Exercise directions - Please copy the part of the Zvandiri visit post below, beginning at "Kate Iorpenda works" and ending after "Treatment Supporters (CATS).", and switch "recent trip" to "short visit" in it.

Page text -
:::

What a difference an hour can make!

Kate Iorpenda works in the Knowledge Evidence and Innovation Team. Here she shares reflections from  a recent trip to Harare where she saw first hand the work of Zvandiri’s Community Adolescent Treatment Supporters (CATS). 

I have worked with Zvandiri since 2016 and feel I have learnt so much about the role of the peer counsellors known as CATS, who support children and young people living with HIV. However it was only recently that  I had my first opportunity to visit a facility and see their work first hand.

My visit will become the story I will use to describe  the work of the CATS in all my future interactions. I saw for myself what that connection between a Zvandiri CATS and  a young person living with HIV can mean, and what it can achieve.

:::

Listed records -

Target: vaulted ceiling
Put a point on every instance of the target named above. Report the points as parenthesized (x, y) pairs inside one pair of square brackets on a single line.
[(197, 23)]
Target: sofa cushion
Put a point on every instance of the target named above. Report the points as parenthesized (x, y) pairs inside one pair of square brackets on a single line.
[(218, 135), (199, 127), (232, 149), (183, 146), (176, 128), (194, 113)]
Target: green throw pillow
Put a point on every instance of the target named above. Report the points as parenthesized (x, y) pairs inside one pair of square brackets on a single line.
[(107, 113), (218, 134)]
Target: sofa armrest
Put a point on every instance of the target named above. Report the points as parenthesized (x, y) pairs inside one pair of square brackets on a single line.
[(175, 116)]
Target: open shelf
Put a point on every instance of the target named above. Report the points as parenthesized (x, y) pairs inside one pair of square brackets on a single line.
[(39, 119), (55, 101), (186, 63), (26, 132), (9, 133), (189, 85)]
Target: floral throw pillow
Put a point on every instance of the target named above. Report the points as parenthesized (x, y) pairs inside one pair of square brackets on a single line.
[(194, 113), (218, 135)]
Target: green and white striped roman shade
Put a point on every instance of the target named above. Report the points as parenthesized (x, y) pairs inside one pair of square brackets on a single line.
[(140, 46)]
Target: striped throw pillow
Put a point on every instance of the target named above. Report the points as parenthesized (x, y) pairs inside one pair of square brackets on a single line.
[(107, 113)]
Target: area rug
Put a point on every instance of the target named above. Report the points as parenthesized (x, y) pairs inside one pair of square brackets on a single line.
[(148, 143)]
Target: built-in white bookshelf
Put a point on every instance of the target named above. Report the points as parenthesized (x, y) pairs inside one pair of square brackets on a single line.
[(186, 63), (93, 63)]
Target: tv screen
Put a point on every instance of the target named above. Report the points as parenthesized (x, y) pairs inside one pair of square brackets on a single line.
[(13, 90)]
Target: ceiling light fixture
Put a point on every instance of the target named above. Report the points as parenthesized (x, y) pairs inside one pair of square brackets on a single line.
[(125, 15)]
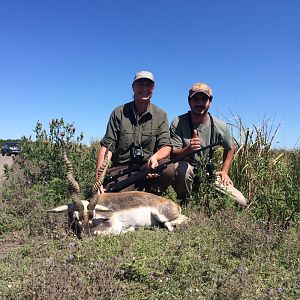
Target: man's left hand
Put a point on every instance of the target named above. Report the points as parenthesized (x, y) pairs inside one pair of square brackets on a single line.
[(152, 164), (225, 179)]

:::

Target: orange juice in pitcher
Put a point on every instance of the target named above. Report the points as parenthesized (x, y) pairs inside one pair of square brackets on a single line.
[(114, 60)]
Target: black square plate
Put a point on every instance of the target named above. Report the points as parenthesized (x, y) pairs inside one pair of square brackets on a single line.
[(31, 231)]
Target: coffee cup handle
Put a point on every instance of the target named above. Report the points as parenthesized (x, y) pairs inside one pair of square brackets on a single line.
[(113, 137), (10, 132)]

:::

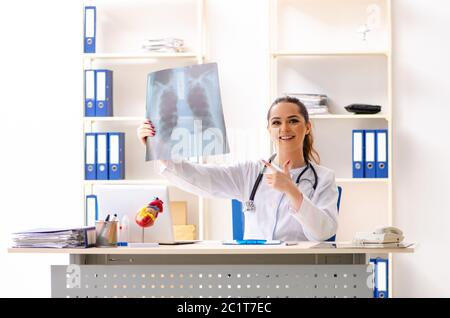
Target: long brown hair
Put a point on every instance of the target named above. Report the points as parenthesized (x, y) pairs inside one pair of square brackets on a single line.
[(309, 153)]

:::

Expected answer -
Kate Iorpenda works in the Knowledge Evidence and Innovation Team. Here she shares reflections from  a short visit to Harare where she saw first hand the work of Zvandiri’s Community Adolescent Treatment Supporters (CATS).